## [The request]
Count the lines of the items below that contain the word "petal", and reply with the number alone.

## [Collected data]
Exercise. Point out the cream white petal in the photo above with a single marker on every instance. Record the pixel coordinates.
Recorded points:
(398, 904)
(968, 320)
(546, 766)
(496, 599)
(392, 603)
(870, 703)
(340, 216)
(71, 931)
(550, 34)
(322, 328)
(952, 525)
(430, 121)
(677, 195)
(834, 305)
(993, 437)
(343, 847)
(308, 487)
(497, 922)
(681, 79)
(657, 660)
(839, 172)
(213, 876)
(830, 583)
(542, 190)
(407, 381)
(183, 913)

## [Output for this task]
1